■ WHAT YOU HAVE TO DO: Locate the line that contains "Target: rocky shoreline", then copy it and all later lines of the data below exactly, through the last one.

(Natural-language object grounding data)
[Start of section]

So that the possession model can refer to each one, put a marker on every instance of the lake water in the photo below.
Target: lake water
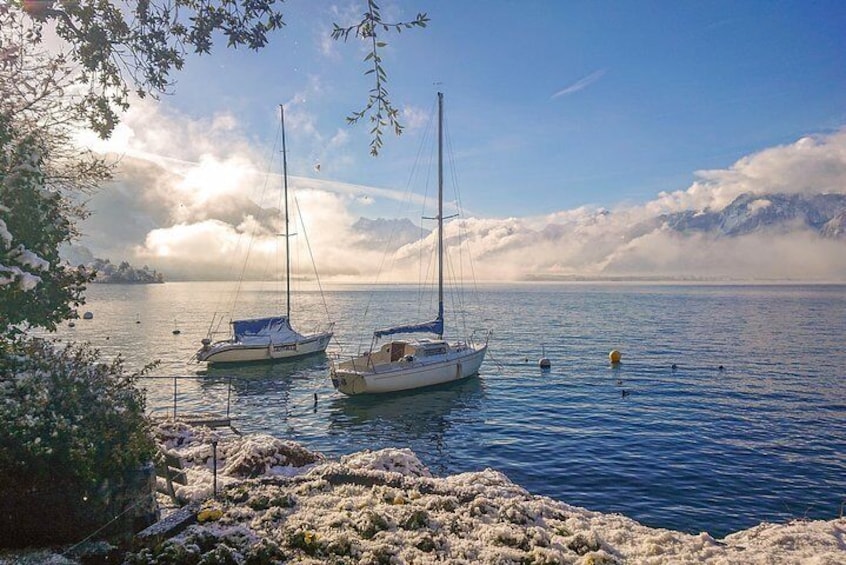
(694, 448)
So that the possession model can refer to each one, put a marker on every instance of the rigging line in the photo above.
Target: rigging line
(252, 235)
(459, 295)
(311, 256)
(463, 225)
(402, 207)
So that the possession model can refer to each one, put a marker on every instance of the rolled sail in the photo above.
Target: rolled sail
(433, 327)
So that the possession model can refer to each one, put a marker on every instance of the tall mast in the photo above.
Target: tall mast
(441, 209)
(287, 236)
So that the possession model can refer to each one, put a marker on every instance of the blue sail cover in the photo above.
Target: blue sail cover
(274, 329)
(434, 327)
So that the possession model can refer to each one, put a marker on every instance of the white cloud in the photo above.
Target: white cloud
(190, 214)
(580, 84)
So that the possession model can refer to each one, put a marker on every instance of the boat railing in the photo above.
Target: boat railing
(214, 419)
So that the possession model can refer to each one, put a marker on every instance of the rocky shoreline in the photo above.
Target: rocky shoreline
(279, 502)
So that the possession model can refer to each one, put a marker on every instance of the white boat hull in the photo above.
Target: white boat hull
(236, 352)
(406, 375)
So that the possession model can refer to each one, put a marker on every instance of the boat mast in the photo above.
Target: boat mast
(441, 209)
(287, 236)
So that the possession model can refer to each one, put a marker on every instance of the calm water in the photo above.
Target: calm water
(694, 448)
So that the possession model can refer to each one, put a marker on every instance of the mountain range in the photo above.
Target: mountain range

[End of section]

■ EXERCISE RESULT:
Target: rocky shoreline
(279, 502)
So that the possession model can refer to each one, put a marker on every instance of the white boat hull in the photo above.
Target: white boat hull
(236, 352)
(406, 375)
So that the possession model can refer to each one, put a marker on every instance of the boat mast in the photo above.
Target: boat mast
(441, 209)
(287, 236)
So that the possession model can refer to each one, put a marker on every instance of the calm water in the photo above.
Target: calm water
(694, 448)
So that the possession model can refer to each one, put a marker on every instance of the mountain range in the photo above.
Target: mountain range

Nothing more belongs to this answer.